→ **Work instructions**:
Wherever a line in the data below holds "clicks", copy that line.

→ **The records**:
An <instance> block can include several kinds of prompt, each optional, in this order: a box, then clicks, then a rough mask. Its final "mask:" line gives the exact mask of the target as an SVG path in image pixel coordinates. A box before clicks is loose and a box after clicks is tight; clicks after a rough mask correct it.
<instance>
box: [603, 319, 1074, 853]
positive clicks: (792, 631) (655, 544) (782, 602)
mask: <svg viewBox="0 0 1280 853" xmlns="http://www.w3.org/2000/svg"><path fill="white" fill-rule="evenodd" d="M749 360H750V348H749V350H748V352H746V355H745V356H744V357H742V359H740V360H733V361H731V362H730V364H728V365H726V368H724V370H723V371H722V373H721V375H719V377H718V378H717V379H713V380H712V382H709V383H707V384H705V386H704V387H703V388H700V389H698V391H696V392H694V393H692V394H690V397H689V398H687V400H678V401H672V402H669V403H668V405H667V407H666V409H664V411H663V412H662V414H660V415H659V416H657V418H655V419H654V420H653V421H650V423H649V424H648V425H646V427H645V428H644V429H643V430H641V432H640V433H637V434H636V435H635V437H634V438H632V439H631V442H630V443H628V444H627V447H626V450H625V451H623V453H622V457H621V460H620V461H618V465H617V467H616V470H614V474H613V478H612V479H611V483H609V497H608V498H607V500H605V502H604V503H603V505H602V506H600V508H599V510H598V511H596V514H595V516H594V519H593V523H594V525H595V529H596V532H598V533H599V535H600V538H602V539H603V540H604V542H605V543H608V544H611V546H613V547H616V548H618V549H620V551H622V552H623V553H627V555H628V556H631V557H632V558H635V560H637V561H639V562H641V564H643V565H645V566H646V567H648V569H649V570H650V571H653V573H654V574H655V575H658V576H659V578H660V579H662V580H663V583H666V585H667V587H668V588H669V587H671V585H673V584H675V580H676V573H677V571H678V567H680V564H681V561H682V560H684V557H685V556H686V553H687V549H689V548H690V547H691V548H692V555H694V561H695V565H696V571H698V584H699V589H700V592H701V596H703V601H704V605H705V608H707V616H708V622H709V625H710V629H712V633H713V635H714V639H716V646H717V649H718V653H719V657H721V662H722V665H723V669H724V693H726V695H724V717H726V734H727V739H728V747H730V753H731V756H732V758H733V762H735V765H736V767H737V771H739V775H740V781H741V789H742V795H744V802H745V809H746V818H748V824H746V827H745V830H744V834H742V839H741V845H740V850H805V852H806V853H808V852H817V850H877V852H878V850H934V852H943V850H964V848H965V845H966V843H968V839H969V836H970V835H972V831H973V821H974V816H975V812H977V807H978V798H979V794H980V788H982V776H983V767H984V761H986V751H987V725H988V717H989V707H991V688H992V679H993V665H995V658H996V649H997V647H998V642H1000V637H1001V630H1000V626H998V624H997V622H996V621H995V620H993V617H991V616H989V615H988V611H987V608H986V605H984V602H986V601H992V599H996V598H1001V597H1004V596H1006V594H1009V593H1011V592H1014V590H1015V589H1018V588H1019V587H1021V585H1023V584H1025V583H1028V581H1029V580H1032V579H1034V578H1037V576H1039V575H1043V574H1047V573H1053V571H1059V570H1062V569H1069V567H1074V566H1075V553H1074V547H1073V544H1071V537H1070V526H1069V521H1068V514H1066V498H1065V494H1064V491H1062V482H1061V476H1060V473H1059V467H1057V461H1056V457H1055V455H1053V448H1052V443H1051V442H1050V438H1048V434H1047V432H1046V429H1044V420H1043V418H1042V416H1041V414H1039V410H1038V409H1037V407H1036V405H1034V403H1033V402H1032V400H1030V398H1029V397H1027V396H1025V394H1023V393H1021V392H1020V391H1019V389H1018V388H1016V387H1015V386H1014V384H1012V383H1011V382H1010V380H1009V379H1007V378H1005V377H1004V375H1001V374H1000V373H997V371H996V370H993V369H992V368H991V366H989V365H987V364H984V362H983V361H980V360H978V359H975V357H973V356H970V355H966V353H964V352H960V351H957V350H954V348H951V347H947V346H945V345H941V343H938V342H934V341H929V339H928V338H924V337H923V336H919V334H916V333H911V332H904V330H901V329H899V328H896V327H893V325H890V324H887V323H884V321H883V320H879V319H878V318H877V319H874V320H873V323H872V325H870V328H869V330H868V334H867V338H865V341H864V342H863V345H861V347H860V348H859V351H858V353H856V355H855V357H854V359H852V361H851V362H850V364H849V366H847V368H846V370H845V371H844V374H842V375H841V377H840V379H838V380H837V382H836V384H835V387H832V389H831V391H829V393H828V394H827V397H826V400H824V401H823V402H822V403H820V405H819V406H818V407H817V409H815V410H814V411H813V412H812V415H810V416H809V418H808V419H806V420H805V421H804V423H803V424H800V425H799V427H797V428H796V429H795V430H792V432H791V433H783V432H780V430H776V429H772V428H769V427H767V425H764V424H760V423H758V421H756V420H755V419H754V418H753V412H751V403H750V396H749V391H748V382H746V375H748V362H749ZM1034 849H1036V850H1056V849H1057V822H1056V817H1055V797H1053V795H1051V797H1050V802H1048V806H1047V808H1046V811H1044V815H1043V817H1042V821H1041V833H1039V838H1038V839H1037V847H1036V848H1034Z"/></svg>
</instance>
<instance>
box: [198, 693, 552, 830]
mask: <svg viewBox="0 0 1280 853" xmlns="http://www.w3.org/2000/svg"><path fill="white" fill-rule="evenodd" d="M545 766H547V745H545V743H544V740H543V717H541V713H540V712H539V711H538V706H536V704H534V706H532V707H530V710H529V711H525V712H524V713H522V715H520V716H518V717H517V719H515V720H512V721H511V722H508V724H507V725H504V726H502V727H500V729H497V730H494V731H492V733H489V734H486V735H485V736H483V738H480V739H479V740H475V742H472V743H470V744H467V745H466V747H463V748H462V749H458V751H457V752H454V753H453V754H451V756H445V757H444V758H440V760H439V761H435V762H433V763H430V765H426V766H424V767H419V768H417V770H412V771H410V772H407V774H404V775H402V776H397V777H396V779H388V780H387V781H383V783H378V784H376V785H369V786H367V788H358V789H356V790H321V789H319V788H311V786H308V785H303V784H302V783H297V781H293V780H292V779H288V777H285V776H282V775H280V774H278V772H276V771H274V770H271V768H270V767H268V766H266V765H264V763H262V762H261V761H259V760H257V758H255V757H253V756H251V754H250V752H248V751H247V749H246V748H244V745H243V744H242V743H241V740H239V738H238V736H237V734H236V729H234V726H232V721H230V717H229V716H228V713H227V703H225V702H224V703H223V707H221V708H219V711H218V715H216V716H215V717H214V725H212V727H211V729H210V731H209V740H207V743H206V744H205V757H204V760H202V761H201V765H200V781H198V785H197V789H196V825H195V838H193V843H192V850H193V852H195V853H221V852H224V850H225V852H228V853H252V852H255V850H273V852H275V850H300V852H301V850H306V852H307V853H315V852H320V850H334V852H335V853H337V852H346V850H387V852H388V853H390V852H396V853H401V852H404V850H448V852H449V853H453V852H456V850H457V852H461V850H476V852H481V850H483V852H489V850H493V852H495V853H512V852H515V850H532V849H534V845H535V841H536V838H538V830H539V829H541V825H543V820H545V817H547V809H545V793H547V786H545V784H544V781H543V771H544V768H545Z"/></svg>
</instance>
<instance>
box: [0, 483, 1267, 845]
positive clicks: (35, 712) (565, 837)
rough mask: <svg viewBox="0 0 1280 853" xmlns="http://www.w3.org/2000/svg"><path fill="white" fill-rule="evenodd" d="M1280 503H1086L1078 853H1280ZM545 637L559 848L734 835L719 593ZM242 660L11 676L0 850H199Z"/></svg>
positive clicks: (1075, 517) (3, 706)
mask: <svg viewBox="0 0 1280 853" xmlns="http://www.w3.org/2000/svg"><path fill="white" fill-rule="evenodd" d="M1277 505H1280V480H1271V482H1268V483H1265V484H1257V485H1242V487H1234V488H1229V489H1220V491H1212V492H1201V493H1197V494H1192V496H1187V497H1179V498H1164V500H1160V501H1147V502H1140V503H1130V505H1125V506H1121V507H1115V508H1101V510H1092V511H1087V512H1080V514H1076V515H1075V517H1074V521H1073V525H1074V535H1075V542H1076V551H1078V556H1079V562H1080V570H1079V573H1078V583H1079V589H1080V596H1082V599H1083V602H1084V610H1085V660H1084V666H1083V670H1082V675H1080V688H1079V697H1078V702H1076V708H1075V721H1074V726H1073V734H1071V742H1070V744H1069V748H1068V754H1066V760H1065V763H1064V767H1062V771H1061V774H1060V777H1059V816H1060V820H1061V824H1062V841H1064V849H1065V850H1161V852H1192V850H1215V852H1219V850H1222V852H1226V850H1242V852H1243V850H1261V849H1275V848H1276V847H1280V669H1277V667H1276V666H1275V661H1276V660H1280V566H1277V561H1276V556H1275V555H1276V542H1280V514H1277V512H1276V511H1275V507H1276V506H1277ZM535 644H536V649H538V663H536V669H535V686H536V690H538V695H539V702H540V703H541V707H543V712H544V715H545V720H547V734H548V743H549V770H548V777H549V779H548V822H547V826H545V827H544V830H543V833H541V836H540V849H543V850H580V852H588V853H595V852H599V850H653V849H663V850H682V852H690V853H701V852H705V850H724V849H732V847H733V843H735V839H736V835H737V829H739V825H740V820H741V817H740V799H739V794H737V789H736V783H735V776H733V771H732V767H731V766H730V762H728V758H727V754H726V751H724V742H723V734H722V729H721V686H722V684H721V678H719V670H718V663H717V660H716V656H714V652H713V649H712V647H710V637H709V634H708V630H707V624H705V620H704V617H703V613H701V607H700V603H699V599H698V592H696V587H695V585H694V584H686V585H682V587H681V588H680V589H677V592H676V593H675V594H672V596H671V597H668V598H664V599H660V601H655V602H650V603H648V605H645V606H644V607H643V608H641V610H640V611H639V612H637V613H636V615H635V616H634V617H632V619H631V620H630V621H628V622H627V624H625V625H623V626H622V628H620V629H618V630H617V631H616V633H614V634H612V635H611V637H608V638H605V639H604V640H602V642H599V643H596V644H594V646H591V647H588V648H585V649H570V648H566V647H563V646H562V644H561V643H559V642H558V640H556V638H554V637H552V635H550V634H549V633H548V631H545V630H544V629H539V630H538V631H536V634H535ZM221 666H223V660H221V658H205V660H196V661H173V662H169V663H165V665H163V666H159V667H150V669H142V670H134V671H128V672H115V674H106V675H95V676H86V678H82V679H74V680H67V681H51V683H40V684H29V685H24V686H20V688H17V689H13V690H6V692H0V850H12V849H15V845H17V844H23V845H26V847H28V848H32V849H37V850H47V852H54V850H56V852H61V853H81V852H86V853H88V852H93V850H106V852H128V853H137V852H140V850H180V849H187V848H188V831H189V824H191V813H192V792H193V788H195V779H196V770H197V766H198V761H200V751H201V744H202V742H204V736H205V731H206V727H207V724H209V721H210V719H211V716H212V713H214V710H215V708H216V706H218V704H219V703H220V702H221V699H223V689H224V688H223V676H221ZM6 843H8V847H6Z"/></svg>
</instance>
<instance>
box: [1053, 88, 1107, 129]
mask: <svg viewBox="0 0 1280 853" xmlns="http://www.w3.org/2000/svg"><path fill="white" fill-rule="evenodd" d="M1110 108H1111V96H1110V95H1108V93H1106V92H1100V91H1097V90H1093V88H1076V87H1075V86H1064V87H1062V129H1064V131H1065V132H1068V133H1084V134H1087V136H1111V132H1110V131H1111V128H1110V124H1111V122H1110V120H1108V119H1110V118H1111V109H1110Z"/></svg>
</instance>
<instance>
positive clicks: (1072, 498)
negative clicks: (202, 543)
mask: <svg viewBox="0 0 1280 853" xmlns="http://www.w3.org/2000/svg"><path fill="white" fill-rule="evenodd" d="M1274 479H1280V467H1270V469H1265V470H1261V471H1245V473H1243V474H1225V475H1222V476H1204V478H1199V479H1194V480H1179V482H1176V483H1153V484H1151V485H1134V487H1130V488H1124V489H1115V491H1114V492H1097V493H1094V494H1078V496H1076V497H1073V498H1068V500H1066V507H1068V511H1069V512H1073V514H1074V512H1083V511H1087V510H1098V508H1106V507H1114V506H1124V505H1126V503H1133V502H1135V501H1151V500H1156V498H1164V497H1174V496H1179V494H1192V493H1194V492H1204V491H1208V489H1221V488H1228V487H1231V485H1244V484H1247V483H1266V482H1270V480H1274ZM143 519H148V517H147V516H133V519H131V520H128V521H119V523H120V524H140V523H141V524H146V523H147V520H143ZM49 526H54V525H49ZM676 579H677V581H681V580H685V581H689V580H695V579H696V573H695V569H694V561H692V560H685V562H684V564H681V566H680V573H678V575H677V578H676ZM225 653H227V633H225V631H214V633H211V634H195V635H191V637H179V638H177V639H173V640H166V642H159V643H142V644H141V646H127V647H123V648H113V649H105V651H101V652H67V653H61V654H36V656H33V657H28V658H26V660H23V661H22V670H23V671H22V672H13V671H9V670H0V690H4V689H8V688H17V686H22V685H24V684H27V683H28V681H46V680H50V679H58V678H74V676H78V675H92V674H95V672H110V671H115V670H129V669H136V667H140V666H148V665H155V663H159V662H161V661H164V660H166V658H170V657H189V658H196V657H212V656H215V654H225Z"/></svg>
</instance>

→ **Answer to this task**:
An <instance> block can include several kinds of prompt, each optional, in this order: a box, then clicks, then a rough mask. Its final "mask:" line gives the exact mask of the target as an SVG path in image pixel coordinates. A box before clicks is loose and a box after clicks is tight; clicks after a rough mask correct it.
positive clicks: (792, 631) (655, 544) (782, 602)
positive clicks: (35, 712) (565, 837)
positive clicks: (1075, 517) (3, 706)
positive clicks: (1072, 498)
negative clicks: (202, 543)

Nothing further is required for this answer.